TASK PROMPT
Copy every row below word for word, leaving out the pictures.

Rows from a collection
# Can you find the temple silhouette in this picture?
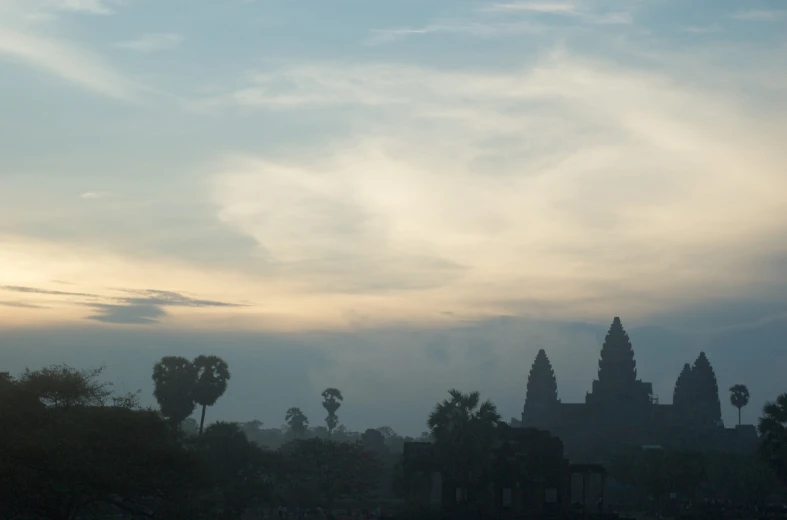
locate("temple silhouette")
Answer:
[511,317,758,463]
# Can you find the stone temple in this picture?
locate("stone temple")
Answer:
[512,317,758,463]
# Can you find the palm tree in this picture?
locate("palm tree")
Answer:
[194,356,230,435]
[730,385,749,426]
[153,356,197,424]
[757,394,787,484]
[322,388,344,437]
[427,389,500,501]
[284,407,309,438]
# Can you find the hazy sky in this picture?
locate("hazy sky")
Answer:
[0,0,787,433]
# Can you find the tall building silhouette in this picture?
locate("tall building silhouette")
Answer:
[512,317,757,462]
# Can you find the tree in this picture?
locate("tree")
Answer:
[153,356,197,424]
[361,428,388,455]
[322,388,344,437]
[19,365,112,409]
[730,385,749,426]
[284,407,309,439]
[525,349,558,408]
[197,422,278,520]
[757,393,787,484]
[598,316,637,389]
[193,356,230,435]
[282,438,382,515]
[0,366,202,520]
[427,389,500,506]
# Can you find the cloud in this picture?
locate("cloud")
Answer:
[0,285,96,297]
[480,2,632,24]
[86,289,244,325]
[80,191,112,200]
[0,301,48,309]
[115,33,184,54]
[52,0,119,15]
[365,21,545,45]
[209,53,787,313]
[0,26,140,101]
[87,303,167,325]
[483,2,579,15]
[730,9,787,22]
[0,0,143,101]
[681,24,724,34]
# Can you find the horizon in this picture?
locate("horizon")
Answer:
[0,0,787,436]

EXERCISE RESULT
# Can you find the temple silhouette in this picture?
locate("temple silhouette")
Answer:
[511,317,758,463]
# Can you find the stone temple in this picture?
locate("stone temple")
Answer:
[512,317,758,463]
# Can you find the palm tree in this picture?
locate("palm tree")
Answer:
[194,356,230,435]
[730,385,749,426]
[153,356,197,424]
[757,394,787,484]
[322,388,344,437]
[427,389,500,501]
[284,407,309,438]
# Can you find the hazy sky in this picture?
locate("hazy sky")
Answer:
[0,0,787,433]
# Can you find the tall building silhouette in this picture?
locate("tall building silhouette")
Answer:
[512,317,757,462]
# Can you find the tree in this picture?
locate("tree")
Answer:
[153,356,197,424]
[361,428,388,455]
[322,388,344,437]
[19,365,112,409]
[730,385,749,426]
[284,407,309,439]
[525,349,558,408]
[197,422,278,520]
[757,393,787,484]
[598,316,637,389]
[193,356,230,435]
[282,438,382,515]
[0,366,202,520]
[427,389,500,506]
# Can you find the cloud in this picture?
locate("cloud")
Answer:
[0,285,96,297]
[480,2,632,24]
[86,289,244,325]
[80,191,112,200]
[0,301,48,309]
[115,33,184,54]
[52,0,119,15]
[365,21,545,45]
[209,53,787,313]
[0,26,140,101]
[87,303,167,325]
[483,2,579,15]
[730,9,787,22]
[0,0,143,101]
[681,24,724,34]
# Can you find the horizon in this picture?
locate("horizon")
Answer:
[0,0,787,436]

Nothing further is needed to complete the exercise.